(EXERCISE TASK):
Copy out, with no changes, everything from the line containing "TARGET = power line" down through the final line of the rows below, including both of those lines.

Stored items
┄┄┄┄┄┄

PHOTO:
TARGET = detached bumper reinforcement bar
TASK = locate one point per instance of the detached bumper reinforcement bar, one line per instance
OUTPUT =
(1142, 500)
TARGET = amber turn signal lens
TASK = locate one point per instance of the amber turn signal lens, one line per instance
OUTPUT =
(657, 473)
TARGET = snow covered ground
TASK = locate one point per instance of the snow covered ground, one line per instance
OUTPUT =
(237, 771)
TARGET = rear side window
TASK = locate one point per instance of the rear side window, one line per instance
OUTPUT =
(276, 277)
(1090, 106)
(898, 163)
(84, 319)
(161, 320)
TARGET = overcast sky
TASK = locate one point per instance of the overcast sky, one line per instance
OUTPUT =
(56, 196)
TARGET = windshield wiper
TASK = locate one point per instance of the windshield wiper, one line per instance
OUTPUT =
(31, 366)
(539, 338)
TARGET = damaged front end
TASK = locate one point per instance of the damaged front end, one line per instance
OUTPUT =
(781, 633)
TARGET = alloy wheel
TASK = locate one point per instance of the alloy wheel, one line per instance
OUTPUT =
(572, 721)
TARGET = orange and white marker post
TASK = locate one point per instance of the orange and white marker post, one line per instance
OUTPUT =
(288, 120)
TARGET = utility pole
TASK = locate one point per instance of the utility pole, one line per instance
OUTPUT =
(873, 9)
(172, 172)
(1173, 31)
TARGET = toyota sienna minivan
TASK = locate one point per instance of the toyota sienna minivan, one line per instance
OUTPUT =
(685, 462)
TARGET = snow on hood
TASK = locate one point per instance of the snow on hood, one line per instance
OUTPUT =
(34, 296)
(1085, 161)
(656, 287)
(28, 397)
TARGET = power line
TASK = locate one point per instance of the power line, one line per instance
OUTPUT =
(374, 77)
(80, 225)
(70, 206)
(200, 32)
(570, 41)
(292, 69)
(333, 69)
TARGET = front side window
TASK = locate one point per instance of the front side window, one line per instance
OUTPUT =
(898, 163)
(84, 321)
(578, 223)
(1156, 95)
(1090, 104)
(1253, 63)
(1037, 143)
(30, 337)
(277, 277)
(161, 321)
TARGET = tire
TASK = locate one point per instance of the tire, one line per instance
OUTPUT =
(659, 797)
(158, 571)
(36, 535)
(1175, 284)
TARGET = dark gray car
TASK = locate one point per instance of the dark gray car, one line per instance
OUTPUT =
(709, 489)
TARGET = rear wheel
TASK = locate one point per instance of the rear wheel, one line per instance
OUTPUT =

┄┄┄┄┄┄

(WRITTEN SOLUTION):
TARGET = power line
TASK = locate one point per instance of the power line, one line per instance
OUTPUT =
(374, 77)
(80, 225)
(70, 206)
(200, 32)
(570, 41)
(292, 69)
(333, 69)
TARGET = front side window
TASK = locate one point per instance of the front side window, one line per instance
OUTPUT =
(898, 163)
(84, 321)
(578, 223)
(1156, 95)
(1090, 104)
(1253, 63)
(1037, 143)
(30, 337)
(277, 277)
(161, 321)
TARGET = tire
TASK = locate one point per instance of the tire, one line per instance
OUTPUT =
(659, 797)
(158, 571)
(36, 535)
(1175, 284)
TARGET = dark gray car
TASK = locate one point per instance of the dark gray car, one line per instance
OUTPUT =
(709, 489)
TARGET = rear wheel
TASK = locate one point per instance of the rear wheel, one line per instance
OUTPUT =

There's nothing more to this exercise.